> _JOB 1_: Summarize the review of Jay Z's album 4:44 in two sentences.

> _PASSAGE PROVIDED_:

•••••

Parts of 4:44 simply sounded like Jay Z’s much ballyhooed flows were a tad lazy, lacking a certain crispness. Like much of his previous record Magna Carta Holy Grail, the ratio of Jay Z cranking dingers in a game and half-assing it in batting practice seemed to be out of whack. There were things about 4:44 I loved instantly – The Story of OJ is a truly fantastic song that stands among Jay Z’s finest work – but by the halfway mark I was starting to realize I wouldn’t end up feeling the way most were about this album. I enjoyed the ideas behind the songs, and while it picked up toward the end, there was too much to dislike.

That said, even when discussing a Jay Z album I don’t love, there’s always much to like. There is nobody in hip-hop better at crafting single lines that you only have to hear once to get them forever lodged into your brain. (A couple of 4:44’s best include the DUMBO section of OJ, and the line “Shout out to all the murderers turned murals” on Marcy Me.) His ability to pick only the most expensive, lush beats is well-documented, and producer No ID was up to the task here. Even the overly positive critical reaction warmed my heart a little, as this was the first hip-hop album that could be added into a critical category best exemplified by Bob Dylan’s Modern Times.

•••••

> _SUPPLIED MATERIAL_:
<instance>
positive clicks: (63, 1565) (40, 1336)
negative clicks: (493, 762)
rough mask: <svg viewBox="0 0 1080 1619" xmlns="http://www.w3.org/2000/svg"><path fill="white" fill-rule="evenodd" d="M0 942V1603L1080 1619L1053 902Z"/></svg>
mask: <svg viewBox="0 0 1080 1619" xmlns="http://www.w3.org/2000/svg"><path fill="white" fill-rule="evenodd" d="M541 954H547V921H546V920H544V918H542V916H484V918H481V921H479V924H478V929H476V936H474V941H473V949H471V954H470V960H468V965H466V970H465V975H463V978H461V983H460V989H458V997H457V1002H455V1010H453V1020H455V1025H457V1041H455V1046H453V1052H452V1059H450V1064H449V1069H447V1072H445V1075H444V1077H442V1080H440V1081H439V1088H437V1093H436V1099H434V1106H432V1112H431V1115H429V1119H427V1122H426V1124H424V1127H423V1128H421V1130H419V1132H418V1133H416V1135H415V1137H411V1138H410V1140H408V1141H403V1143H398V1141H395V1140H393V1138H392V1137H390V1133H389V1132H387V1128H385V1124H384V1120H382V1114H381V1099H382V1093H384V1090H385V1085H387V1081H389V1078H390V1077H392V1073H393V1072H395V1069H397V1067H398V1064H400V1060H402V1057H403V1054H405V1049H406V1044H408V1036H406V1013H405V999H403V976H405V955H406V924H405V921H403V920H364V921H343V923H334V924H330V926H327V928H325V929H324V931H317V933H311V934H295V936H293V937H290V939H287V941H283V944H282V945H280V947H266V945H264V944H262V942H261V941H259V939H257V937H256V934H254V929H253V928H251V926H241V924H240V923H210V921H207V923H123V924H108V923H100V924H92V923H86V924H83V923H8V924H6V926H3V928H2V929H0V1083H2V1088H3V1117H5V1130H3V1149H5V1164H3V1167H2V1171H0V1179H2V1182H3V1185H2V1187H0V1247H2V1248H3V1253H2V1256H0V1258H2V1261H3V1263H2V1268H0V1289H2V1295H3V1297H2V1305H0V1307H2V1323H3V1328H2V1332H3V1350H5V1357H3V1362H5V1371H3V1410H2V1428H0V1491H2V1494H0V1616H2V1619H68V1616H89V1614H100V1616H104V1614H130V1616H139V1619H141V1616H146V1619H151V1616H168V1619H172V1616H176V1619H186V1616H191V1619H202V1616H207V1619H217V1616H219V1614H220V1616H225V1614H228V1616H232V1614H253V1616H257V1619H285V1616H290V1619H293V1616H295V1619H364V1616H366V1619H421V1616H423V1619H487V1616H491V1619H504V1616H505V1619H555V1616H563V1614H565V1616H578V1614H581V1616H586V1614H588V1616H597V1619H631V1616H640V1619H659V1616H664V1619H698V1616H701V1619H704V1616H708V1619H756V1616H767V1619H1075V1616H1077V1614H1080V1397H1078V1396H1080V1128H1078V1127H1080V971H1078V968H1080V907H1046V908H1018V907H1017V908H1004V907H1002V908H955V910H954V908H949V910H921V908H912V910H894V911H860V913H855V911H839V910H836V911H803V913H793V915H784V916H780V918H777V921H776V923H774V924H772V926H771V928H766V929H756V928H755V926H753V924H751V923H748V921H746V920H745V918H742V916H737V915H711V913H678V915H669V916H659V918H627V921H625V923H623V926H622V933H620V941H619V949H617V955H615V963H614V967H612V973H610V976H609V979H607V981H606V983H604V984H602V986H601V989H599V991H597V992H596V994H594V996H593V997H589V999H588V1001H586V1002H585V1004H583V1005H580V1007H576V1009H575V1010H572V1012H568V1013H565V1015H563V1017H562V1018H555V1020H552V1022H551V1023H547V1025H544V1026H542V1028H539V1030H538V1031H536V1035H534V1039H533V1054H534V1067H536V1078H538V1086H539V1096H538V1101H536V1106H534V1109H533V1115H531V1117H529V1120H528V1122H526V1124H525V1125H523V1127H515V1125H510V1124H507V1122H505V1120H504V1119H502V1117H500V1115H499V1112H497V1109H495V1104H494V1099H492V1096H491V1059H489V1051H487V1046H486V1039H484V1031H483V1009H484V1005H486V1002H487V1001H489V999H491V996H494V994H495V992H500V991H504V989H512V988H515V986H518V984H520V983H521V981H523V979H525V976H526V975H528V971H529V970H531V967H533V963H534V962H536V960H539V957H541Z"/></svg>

•••••

> _JOB 2_: Quote the records word for word, starting at their first line and ending after the line that contains "rough mask: <svg".

> _TASK OUTPUT 1_: The reviewer found Jay Z's flows on parts of 4:44 a tad lazy and, despite loving The Story of OJ and enjoying the ideas behind the songs, realized by the halfway mark that there was too much to dislike to share most listeners' enthusiasm. Still, the reviewer found much to like, praising Jay Z's unforgettable single lines, the lush beats from producer No ID, and the overly positive critical reaction that placed the album in a category best exemplified by Bob Dylan's Modern Times.

> _TASK OUTPUT 2_:
<instance>
positive clicks: (63, 1565) (40, 1336)
negative clicks: (493, 762)
rough mask: <svg viewBox="0 0 1080 1619" xmlns="http://www.w3.org/2000/svg"><path fill="white" fill-rule="evenodd" d="M0 942V1603L1080 1619L1053 902Z"/></svg>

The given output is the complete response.